>>

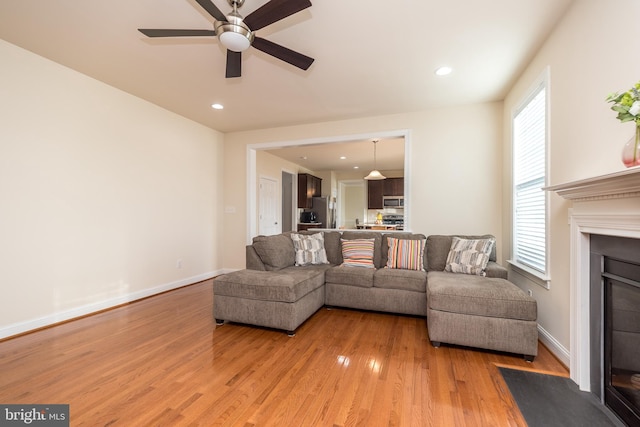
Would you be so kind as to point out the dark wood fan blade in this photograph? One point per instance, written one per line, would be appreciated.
(287, 55)
(273, 11)
(212, 9)
(150, 32)
(234, 64)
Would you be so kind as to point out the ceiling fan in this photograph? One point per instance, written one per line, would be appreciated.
(236, 33)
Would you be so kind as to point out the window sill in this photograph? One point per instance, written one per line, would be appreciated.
(532, 274)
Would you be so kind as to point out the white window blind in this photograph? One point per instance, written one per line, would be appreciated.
(529, 176)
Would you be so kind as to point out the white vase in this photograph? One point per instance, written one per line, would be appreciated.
(631, 150)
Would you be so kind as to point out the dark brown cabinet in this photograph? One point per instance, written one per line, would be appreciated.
(305, 227)
(376, 190)
(309, 186)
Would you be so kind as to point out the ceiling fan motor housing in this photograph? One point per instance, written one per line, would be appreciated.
(234, 34)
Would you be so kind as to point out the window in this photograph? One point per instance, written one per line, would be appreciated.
(529, 176)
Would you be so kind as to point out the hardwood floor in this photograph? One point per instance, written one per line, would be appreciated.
(163, 362)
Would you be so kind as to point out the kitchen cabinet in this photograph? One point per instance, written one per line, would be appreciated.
(375, 191)
(309, 186)
(385, 187)
(306, 226)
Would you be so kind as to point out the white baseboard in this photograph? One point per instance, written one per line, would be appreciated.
(554, 346)
(41, 322)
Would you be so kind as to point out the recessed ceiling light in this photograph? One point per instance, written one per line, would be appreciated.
(443, 71)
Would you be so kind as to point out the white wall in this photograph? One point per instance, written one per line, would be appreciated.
(455, 164)
(101, 193)
(592, 52)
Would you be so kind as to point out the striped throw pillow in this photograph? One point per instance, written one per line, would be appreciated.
(469, 256)
(358, 253)
(405, 254)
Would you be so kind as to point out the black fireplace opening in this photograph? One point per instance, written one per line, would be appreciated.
(618, 288)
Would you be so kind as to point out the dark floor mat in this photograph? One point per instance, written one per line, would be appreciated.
(548, 400)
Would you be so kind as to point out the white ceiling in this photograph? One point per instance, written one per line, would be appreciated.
(372, 57)
(327, 157)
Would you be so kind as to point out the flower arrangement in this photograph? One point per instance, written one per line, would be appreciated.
(627, 105)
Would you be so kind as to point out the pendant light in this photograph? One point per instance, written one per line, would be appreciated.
(375, 173)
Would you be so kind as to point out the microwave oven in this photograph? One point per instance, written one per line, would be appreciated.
(393, 202)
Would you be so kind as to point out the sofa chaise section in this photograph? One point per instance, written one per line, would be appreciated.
(485, 312)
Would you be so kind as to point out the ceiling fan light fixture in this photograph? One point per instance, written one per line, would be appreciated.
(234, 35)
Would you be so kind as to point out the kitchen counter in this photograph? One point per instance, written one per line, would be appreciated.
(368, 226)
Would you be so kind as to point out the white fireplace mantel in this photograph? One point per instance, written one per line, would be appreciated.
(607, 205)
(616, 185)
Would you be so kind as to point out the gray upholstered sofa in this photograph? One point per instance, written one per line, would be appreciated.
(487, 312)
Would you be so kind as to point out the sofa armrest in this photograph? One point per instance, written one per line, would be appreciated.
(496, 270)
(253, 261)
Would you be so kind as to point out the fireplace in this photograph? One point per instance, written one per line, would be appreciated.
(609, 206)
(615, 324)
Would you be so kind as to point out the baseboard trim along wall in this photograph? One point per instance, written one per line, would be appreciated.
(42, 322)
(554, 346)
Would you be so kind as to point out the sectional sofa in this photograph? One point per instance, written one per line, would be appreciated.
(454, 281)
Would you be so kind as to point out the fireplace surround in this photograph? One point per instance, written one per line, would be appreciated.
(615, 324)
(607, 205)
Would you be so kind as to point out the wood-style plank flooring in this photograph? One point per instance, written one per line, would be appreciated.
(163, 362)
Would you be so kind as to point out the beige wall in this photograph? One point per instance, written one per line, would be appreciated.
(101, 194)
(592, 52)
(455, 165)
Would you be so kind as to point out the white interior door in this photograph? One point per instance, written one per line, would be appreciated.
(268, 223)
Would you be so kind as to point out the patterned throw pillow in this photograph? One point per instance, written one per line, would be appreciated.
(469, 256)
(309, 249)
(358, 253)
(405, 254)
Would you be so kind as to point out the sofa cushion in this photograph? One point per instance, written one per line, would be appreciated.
(469, 256)
(332, 245)
(285, 285)
(478, 296)
(377, 247)
(276, 252)
(406, 280)
(362, 277)
(438, 250)
(405, 254)
(358, 253)
(309, 249)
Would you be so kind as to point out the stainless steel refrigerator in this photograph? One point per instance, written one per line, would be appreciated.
(324, 208)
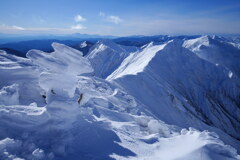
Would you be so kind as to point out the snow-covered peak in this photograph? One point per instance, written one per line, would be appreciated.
(83, 44)
(195, 44)
(136, 62)
(216, 50)
(66, 50)
(60, 68)
(106, 56)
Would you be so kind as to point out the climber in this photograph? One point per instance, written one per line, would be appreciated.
(80, 98)
(53, 91)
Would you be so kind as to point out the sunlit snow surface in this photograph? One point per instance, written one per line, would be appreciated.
(52, 107)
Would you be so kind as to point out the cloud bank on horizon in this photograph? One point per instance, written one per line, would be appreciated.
(109, 17)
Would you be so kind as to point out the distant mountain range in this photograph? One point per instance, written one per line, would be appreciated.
(19, 45)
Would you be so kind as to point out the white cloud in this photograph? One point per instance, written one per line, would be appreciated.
(78, 27)
(10, 28)
(79, 18)
(114, 19)
(18, 28)
(102, 14)
(110, 18)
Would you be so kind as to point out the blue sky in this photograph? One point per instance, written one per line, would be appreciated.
(120, 17)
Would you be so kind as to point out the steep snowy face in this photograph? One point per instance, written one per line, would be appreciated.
(216, 50)
(181, 88)
(60, 68)
(105, 56)
(18, 81)
(87, 117)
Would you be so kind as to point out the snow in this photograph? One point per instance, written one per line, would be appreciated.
(105, 56)
(52, 107)
(83, 44)
(136, 62)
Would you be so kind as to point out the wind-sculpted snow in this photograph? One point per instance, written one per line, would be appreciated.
(219, 52)
(60, 68)
(106, 56)
(52, 108)
(182, 89)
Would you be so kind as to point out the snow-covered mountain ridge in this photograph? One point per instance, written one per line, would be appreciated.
(161, 101)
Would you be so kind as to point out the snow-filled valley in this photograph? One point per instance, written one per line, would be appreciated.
(176, 100)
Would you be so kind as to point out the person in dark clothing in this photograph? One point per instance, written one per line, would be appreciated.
(80, 98)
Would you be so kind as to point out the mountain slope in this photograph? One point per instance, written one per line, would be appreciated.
(105, 56)
(175, 87)
(89, 118)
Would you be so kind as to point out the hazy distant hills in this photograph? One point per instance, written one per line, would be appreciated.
(19, 45)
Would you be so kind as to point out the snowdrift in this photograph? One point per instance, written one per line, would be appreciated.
(58, 105)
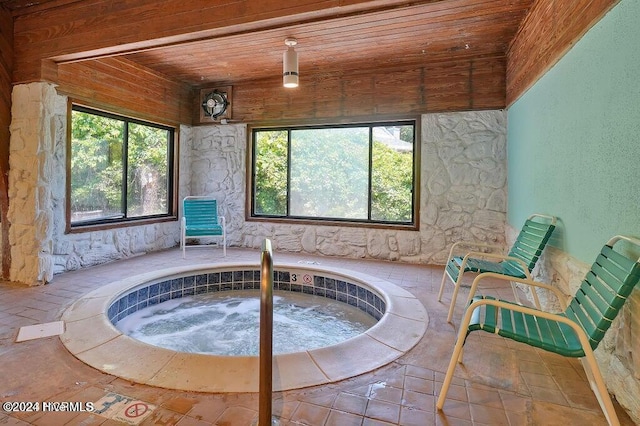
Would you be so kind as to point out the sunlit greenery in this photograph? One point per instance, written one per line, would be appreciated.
(99, 147)
(325, 173)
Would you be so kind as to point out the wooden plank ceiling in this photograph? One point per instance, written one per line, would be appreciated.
(386, 37)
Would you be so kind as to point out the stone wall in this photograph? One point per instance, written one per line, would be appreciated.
(40, 247)
(615, 354)
(462, 195)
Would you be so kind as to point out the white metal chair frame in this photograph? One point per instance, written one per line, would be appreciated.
(183, 228)
(483, 255)
(589, 362)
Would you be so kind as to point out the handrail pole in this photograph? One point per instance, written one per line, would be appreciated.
(266, 334)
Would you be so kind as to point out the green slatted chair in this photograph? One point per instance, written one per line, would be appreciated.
(200, 219)
(576, 332)
(519, 262)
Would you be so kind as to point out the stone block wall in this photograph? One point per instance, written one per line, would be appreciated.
(40, 247)
(615, 354)
(462, 194)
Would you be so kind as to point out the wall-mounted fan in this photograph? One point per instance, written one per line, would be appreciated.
(214, 104)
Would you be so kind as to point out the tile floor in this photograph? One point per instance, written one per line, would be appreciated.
(500, 382)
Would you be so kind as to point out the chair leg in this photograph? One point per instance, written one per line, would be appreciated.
(456, 358)
(224, 243)
(182, 242)
(444, 278)
(454, 295)
(599, 388)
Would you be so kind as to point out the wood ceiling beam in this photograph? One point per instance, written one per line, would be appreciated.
(100, 28)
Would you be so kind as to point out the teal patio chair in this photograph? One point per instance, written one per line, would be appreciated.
(519, 262)
(200, 220)
(576, 332)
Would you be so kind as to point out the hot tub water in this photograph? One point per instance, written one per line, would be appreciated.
(227, 323)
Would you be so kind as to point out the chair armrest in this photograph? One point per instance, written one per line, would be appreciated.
(496, 256)
(470, 244)
(526, 310)
(559, 295)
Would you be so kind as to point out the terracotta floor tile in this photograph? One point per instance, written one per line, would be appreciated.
(385, 411)
(415, 417)
(549, 389)
(418, 384)
(339, 418)
(419, 401)
(350, 403)
(309, 414)
(488, 415)
(236, 416)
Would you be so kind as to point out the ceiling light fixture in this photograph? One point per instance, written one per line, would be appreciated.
(290, 64)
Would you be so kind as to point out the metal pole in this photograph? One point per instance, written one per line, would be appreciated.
(266, 334)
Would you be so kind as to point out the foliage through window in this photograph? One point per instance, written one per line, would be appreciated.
(360, 173)
(121, 169)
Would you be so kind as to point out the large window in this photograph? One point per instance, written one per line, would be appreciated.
(121, 169)
(356, 173)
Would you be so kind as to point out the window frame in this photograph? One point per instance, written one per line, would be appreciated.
(121, 222)
(250, 214)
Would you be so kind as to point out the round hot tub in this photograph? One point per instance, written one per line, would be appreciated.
(90, 334)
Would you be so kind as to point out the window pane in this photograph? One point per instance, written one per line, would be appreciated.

<<

• INSTRUCTIONS FOR THE TASK: Repeat exactly, and only, the lines from the line with "the wood ceiling" through the end of the listing above, both ends included.

• RESULT OF THE EXERCISE:
Would you be so kind as to point out the wood ceiling beam in this photograph? One point per instance, written one per line, would be appreciated.
(100, 28)
Would you be so kind as to point out the teal patio chair in this photograph? One point per instance, written one per line, would be appreciated.
(519, 262)
(200, 220)
(576, 332)
Would you be so kind as to point out the hot tub water in this photograph? One point per instance, written one per line, would be appreciated.
(227, 323)
Would you be so kind as to point out the chair armrest in this photograph? One point per instance, written one per line, would be appreciated.
(496, 256)
(470, 244)
(526, 310)
(559, 295)
Would you be so kind as to point out the terracotta floor tile in this photograph? One point per instance, written one per line, would be appreciated.
(385, 411)
(415, 417)
(549, 389)
(418, 384)
(339, 418)
(419, 401)
(350, 403)
(309, 414)
(488, 415)
(236, 416)
Would you be so kind as to point out the ceiling light fixture in this photograph? One point per instance, written one per line, would be appreciated.
(290, 64)
Would you be so kind as to point out the metal pole in this photograph? One point per instance, written one per line, would be appreciated.
(266, 334)
Would you be so kind as to point out the foliage through window in this photograph? One point per instance, written one per line, would be appreciated.
(360, 173)
(121, 169)
Would you be so kind as to point out the large window in this photograph? One point per instance, written one per line, would be appreciated.
(121, 169)
(356, 173)
Would you be so kind as to point out the window frame in this photograph? One point per instance, written one per line, would be appreciated.
(121, 222)
(250, 214)
Would you be so kind as to point out the round hot tub in this photograph? One point per instance, written one per line, would be appreciated.
(90, 334)
Would you be so kind as to point out the window pane in this photograph? One point per instance, written one per line, would be appreciated.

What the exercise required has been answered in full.